### QUOTED PASSAGE

________

I had run across your Thread via a google search in order to search for help in order to focus my systems into something more positive. had to just create an account and post, and I am looking to be on here and join the community.
I, myself, was told I may have Aspergers at age 17 when I was in high school after they had done tests and did a lot of studies on me during that time. I was mis-diagnosed with ADHD when I was in 2nd grade, I had a psych evaluation done when I was twelve, and had read the report a few weeks ago, I was said to have social levels lower than that of a 5 year old. Every one of my grades were an F because I had refused to do homework as it still to this day does not make sense to me. I was lucky enough to get an immense amount of help with Special Ed teachers and managed to graduate. Around those times is when I had developed my bipolar disorder, I had gotten my first job a that time and managed to only last about two months before not showing up again at the time of graduation. At that time I didn't know what was going on, I remember I had gotten obsessed with riding my bike around town, I would go for nearly 10 hours a day without rest for about a few weeks. I had lost 20lbs and It was fairly noticeable and my mother had actually accused me of doing drugs and had kicked me out. Once I had moved back home I was actually given an antidepressant where I had started taking it as prescribed and had very adverse affects on me, I had started drinking a lot more often, getting very loose tempered but for the first time ever I was really able to be more social-able. Looking back now I see that I really did not leave the greatest of impressions. After I had to come to realize I had bipolar symptoms is when I had realized taking anti-depressants can cause extreme manic episodes.
I am now 24 as of the Feb 15th, I still struggle to this day to keep myself going in the right direction, I had finally gotten another job after all this time and been there since Sep 2012, and Now it is becoming more than I can handle. Being unmedicated and unable to even get the slightest help with either of my "illnesses" is getting quite frustrating. I had a very very bad experience the summer before I had gotten my job, I went to the ER with thoughts of suicide and looking for help, I was refused admittance and given information of places which could help me. In pursuit of getting the help I obviously needed I had found nothing but waste of time and money. The places the ER had refereed me to, one hadn't dealt with mental treatment in over 5 years, the others were only job placement agencies. Walking out of that situation with a bill of nearly $2,000 and only wasting my time to get help is when I had to push myself into giving up on seeking the help I need.
I work at a gas station operating a cash register, not a day goes by where I get customers being mean to me because I don't smile, say something specific to them, or somehow I am rude to them. I have extreme symptoms of anxiety if someone happens to touch my hands or me in general. I have to immediately go and wash my hands. I had been very hypersensitive and OCD my entire life, but manage to eliminate almost all OCD symptoms from my life. my mother had refused for so many years that I had Aspergers as that was a huge struggle to look past, once I had come to realize my Bipolar tendencies, she would get irritated with me. As she had always refused to believe my older brother was Bipolar after a horrible car accident watching his best friend die, he was diagnosed with bipolar by about 5 Therapists/Psychiatrists. I some times wonder if anyone likes me, It's very depressing, I had almost zero friends in school and gotten into fist fights regularly.
I had also researched your exact question many times in the past, and the symptoms for ADHD, bipolar, and Aspergers all have an overlapping effect. But it is to recognize the symptoms which are not present in the others and work backwards. It has come to my attention i may have something called "Mixed State Bipolar Aspergers" at the time it had freaked me out and actually started crying (which is so insanely rare for me).
I apologize for bumping a thread that is quite old now, but I had felt I needed to reply. Whoops.

________

(Stored dataset items)
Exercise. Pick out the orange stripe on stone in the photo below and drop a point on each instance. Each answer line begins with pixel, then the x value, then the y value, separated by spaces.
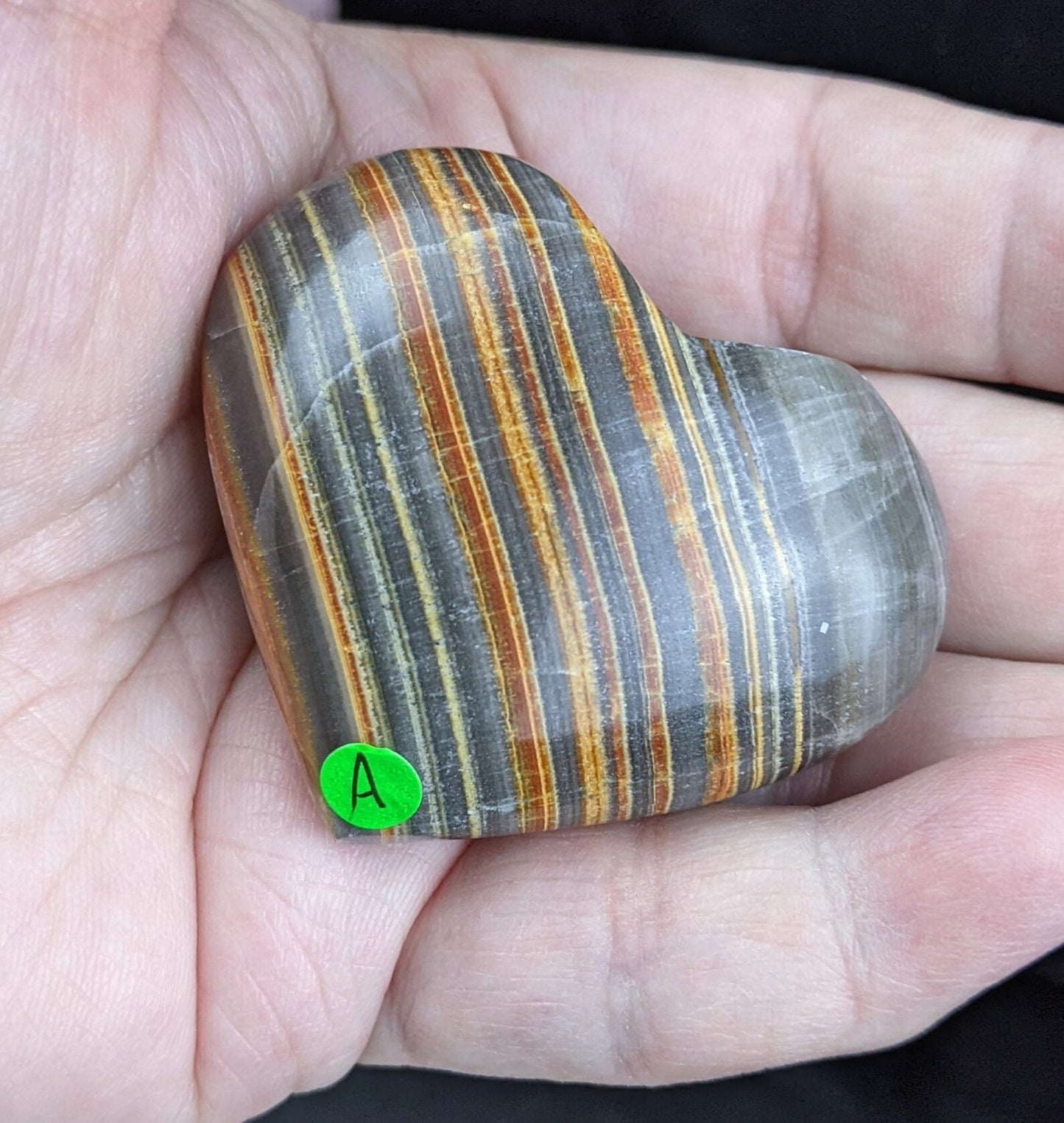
pixel 650 647
pixel 462 476
pixel 711 635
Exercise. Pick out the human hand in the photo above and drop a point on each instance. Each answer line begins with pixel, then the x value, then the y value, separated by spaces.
pixel 180 936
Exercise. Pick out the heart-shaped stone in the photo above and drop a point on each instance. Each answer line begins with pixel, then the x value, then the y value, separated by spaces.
pixel 493 513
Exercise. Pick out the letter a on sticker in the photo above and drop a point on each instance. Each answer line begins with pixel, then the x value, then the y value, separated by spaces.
pixel 370 787
pixel 363 772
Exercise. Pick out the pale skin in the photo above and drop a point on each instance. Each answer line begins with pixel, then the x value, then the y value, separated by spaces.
pixel 180 937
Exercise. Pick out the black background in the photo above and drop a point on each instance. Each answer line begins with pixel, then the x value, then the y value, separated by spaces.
pixel 1001 1059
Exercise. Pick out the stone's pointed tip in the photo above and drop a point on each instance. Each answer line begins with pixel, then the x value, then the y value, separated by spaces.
pixel 490 508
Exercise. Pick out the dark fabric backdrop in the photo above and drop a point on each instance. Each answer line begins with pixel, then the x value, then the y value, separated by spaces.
pixel 1001 1059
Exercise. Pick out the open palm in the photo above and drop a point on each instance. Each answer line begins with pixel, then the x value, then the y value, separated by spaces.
pixel 180 937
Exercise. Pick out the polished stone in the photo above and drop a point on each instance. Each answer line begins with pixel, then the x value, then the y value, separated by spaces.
pixel 493 511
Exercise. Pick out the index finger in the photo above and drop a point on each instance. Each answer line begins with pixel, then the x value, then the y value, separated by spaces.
pixel 886 228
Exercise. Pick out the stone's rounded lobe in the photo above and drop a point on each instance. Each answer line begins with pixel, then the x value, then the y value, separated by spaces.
pixel 490 508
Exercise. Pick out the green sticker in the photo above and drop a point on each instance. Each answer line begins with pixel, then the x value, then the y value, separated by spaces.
pixel 370 787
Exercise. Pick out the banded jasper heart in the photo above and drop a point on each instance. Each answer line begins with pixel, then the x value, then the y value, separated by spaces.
pixel 495 513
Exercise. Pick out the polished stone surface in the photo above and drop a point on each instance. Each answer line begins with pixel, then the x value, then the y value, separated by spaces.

________

### TASK DETAILS
Decide whether each statement agrees with the forum post, answering yes or no and quoting the deciding words: (a) The writer was misdiagnosed with ADHD in second grade. (b) The ER admitted the writer after the writer arrived with thoughts of suicide. (c) The writer's older brother received a bipolar diagnosis from about five therapists or psychiatrists.

### EXPECTED ANSWER
(a) Yes: "I was mis-diagnosed with ADHD when I was in 2nd grade"
(b) No: "I was refused admittance and given information of places which could help me"
(c) Yes: "he was diagnosed with bipolar by about 5 Therapists/Psychiatrists"